══ INPUT MATERIAL

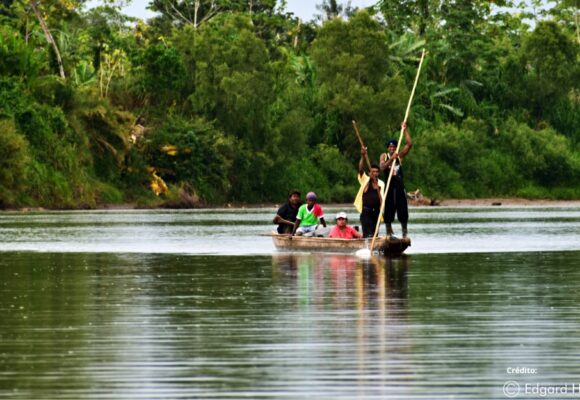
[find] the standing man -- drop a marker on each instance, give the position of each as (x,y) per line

════
══ INPUT MATERIAL

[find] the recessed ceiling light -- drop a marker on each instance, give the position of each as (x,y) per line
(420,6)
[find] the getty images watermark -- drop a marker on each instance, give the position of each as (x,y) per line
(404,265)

════
══ INPUT MATERIAL

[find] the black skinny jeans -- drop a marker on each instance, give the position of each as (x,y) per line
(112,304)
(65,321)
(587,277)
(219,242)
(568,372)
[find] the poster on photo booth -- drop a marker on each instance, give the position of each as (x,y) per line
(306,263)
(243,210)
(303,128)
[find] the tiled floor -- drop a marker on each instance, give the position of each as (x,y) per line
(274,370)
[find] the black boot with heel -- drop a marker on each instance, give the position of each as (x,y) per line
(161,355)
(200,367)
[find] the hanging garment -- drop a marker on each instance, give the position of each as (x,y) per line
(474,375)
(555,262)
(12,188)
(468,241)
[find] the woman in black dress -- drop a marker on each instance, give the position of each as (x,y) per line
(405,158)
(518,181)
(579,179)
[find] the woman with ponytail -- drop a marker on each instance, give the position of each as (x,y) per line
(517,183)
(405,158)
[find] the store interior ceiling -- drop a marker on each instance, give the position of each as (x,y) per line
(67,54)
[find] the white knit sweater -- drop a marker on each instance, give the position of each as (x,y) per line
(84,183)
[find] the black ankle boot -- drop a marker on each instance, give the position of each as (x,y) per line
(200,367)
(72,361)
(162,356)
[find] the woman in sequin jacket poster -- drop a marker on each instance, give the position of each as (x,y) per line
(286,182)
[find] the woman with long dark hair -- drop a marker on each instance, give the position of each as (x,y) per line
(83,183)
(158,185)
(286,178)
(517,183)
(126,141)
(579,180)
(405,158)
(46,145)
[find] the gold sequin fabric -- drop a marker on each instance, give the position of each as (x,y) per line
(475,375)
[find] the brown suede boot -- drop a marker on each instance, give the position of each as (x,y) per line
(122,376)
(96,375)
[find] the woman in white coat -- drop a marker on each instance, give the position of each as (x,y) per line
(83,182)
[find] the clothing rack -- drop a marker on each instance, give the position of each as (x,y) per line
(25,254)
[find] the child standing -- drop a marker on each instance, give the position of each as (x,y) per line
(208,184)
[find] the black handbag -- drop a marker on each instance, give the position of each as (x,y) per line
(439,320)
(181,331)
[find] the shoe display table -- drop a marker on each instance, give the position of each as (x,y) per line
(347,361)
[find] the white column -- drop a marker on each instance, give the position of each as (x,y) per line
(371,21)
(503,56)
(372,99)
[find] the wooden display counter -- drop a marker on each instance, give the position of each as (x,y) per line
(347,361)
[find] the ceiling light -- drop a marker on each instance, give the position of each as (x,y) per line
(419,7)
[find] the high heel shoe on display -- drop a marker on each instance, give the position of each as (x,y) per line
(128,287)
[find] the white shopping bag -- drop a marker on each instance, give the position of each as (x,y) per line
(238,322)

════

WHAT NEEDS TO BE DONE | Pull out each line of the data above that contains the word "woman". Uppercase and lowercase count as different.

FULL OUTPUT |
[find] the woman in black dress -- drop a marker on each instance, give the position of each as (x,y) per line
[find] the woman with ponytail -- drop a marker on each instance, give the position of each as (x,y) per line
[find] the woman in sequin jacket poster -- drop a marker on each instance, give the position of each as (x,y) per line
[find] the woman with long dark hair -- drop a marker on each instance, give the position of each as (x,y) per line
[find] the woman in white coat -- drop a marker on each instance, give the position of each as (x,y) per line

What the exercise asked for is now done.